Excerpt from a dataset
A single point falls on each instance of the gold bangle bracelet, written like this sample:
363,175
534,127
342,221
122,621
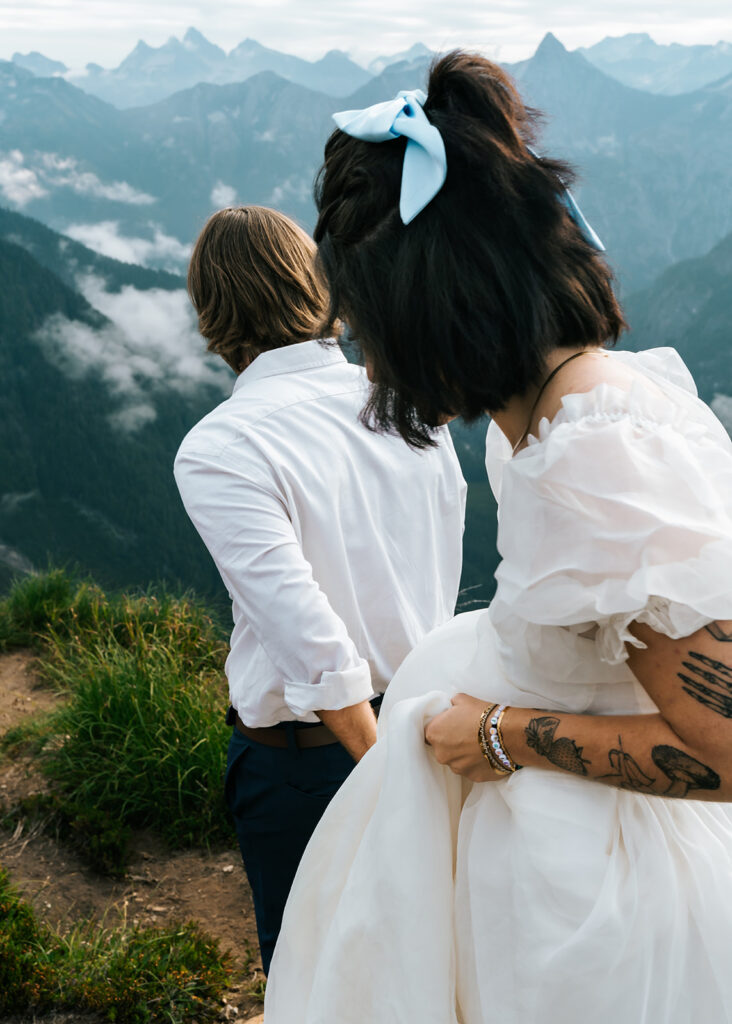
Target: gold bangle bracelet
485,745
507,760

● To do
Please reproduce the items above word for word, omitting the pictures.

● Worked solution
A single point falls on each instance of the gold bangle bracelet, written like this sample:
363,175
534,127
342,221
122,621
Target: gold bangle bracelet
485,745
507,760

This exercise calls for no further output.